*Supplied material*
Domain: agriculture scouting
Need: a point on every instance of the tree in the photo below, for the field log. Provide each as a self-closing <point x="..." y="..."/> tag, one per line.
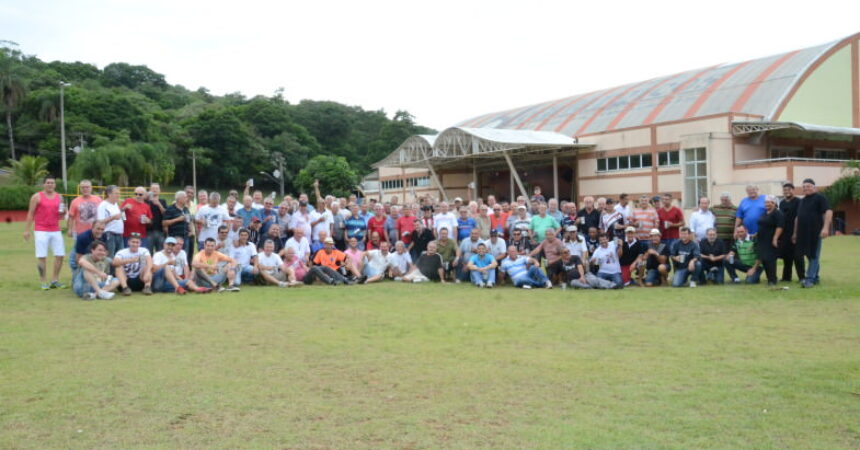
<point x="13" y="89"/>
<point x="846" y="187"/>
<point x="29" y="170"/>
<point x="335" y="175"/>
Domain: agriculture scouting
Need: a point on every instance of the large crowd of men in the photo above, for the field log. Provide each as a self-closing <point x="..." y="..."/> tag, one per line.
<point x="200" y="242"/>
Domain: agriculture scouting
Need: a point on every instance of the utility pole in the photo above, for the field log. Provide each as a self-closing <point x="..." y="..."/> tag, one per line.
<point x="63" y="84"/>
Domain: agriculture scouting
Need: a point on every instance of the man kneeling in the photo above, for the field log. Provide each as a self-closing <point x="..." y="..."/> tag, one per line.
<point x="92" y="279"/>
<point x="170" y="270"/>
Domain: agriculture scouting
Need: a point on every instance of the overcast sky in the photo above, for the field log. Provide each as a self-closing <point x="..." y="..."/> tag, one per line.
<point x="444" y="61"/>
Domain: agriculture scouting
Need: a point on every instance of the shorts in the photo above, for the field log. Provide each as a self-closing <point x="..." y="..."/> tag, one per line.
<point x="49" y="239"/>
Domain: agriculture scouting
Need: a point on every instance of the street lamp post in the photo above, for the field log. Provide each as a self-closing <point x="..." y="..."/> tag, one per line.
<point x="63" y="84"/>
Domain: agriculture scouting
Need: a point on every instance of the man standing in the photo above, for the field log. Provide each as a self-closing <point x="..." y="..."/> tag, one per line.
<point x="702" y="219"/>
<point x="133" y="266"/>
<point x="109" y="213"/>
<point x="157" y="206"/>
<point x="82" y="211"/>
<point x="46" y="208"/>
<point x="811" y="227"/>
<point x="787" y="250"/>
<point x="138" y="216"/>
<point x="671" y="220"/>
<point x="686" y="258"/>
<point x="750" y="210"/>
<point x="725" y="214"/>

*Activity*
Look above for the line containing "Need: a point on every instance of the utility"; reproduce it and every line after it through the end of the material, exactly, and nothing else.

*Your response*
Need: a point on every instance of the utility pole in the photo above, for the field log. Provide each as a self-closing <point x="..." y="..."/> tag, one per line.
<point x="63" y="84"/>
Domain: agriculture scouting
Need: a point on every instance of the man kneeling in the photo above, for the field log. Provide each as a self-closing <point x="..." y="..."/> tag, one per line.
<point x="92" y="279"/>
<point x="170" y="270"/>
Domain: agriculture scouting
Need: a point on every instance of the overcast sky in the photo above, for the field log. Provide each as a self-closing <point x="..." y="..."/> tag, one per line.
<point x="444" y="61"/>
Domain: agriculture scouting
Need: a point on every instance of the shorts in the photo above, for the field log. Provide each as a self-closing <point x="..." y="..."/> tag, one per line.
<point x="49" y="239"/>
Domain: agriculture scouting
Need: a point on every instance of the street lamp post in the photo above, for the field log. Provide each as a self-closing <point x="..." y="..."/> tag, one per line.
<point x="63" y="84"/>
Domain: agriculture scouting
Need: a point on every instance of the man standing in the photo above, for the field log. Provide each as a self-closing <point x="..." y="..."/> tag, one per line.
<point x="702" y="219"/>
<point x="133" y="266"/>
<point x="109" y="213"/>
<point x="157" y="206"/>
<point x="82" y="211"/>
<point x="46" y="208"/>
<point x="811" y="227"/>
<point x="787" y="250"/>
<point x="138" y="216"/>
<point x="671" y="220"/>
<point x="686" y="258"/>
<point x="750" y="210"/>
<point x="725" y="214"/>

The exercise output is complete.